Top of Text for analysis

State Hermitage Museum
The State Hermitage Museum
Location: Palace Square, 2
Distance from the hotel: 0,9 km / 0.6 miles
One of the greatest art museums of the world with the collection numbering over 3 million items, the State Hermitage occupies 5 magnificent buildings (the Winter Palace, the Small Hermitage, the Old Hermitage, the New Hermitage and the Hermitage Theatre) created by celebrated architects of the 18th to 19th century.
The oldest and the most famous building of the overall Museum ensemble is the Winter Palace – the former residence of Russian Emperors designed by Bartolomeo Rastrelli and constructed between 1754 and 1762. Containing 1057 rooms, 117 staircases, 1786 doors and 1945 windows, the Winter Palace fully reveals all the characteristic featuring Russian Baroque style - the Palace startles with grandeur scale, majestic gala forms, variety of ornamentation, irrepressible strive for brilliancy, luxury and buoyancy on the one hand and integrity and proportionality of the parts on the other. In 1764-1777 next to the main Winter Palace the Small Hermitage was planned by architects Yuri Velten and Jean-Baptiste Vallin de la Mothe, according to will and order of Catherine the Great. In addition to the apartment, the palace contained few halls filled with paintings, which prompted the empress to rename it Hermitage. Steady acquisitions of new art objects required more space, and Catherine commissioned Velten, who in 1771-1787 added the Old or Great Hermitage and found an interesting decision to unite it with the appearance of the neighboring buildings: the Great Hermitage, having no columns or pilasters, is distinguished with strict simplicity and monumentality. Then in 1779-1785 Giacomo Quarenghi constructed the Gallery of Loges and the building of the Hermitage Theater (1783-1787), which is notable for refined simplicity and clearness of the architectural compositions and antique-style interior decor. The New Hermitage designed for the "imperial Museum" by architect Leo von Klenze in 1842-1851 was the last element added to the architectural complex which is now one of the best sights in the historical centre of St. Petersburg and one of greatest museums in the world.

Bottom of Text for analysis
Top of Information supplied

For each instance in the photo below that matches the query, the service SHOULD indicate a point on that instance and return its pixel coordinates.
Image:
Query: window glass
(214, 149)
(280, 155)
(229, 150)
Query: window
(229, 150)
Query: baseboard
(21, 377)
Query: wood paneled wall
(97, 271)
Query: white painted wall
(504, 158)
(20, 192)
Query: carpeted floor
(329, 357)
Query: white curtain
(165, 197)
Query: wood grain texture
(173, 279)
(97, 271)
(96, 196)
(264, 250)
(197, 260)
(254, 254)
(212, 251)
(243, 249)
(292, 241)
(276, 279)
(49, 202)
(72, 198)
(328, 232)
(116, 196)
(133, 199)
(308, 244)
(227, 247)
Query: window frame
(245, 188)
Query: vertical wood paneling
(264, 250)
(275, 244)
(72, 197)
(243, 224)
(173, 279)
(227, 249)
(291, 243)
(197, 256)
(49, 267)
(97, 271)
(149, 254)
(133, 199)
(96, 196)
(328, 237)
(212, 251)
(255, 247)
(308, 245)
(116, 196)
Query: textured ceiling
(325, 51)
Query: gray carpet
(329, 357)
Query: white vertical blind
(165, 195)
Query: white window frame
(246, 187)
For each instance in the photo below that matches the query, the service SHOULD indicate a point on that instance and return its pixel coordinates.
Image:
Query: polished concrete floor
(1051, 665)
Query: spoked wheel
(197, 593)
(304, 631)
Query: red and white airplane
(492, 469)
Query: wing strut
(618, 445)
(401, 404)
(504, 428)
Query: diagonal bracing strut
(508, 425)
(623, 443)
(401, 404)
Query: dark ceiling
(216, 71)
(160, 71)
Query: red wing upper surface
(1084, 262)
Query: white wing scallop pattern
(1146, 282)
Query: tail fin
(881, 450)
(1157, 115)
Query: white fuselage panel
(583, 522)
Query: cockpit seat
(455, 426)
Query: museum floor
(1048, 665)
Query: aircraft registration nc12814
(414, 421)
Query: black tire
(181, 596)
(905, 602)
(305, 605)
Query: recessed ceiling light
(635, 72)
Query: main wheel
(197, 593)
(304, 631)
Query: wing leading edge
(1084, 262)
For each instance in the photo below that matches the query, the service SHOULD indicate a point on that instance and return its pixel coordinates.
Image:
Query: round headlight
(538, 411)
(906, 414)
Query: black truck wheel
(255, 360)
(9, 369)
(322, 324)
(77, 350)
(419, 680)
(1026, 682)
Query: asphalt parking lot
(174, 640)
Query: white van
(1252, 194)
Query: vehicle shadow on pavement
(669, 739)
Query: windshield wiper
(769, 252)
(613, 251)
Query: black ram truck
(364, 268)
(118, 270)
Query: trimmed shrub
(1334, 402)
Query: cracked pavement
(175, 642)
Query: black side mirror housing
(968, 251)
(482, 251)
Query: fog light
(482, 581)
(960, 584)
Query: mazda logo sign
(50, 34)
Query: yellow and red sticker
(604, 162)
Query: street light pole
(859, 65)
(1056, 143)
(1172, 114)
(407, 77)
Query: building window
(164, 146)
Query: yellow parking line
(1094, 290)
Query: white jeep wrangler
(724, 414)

Bottom of Information supplied

• [What needs to be done]: Continue the text on the State Hermitage Museum from its final sentence onward.

• [Result of this task]:
At present, The Hermitage holds the Guinness World Record as having the world's largest collection of paintings, including ones created by Michelangelo, Leonardo da Vinci, Rubens, van Dyck, Rembrandt, Poussin, Claude Lorrain, Watteau, Tiepolo, Canaletto, Canova, Rodin, Monet, Pissarro, Renoir, Cézanne, van Gogh, Gauguin, Picasso, and Matisse. It's belongings boast over 3 million works of art - celebrated antique sculpture, monuments of culture and art of the European and Oriental peoples, Russian applied art, an assortment of Fabergé jewellery as well as over a million coins and medals, archaeological materials, the largest existing collection of ancient Scythian gold and the antiquities from Black Sea North Littoral.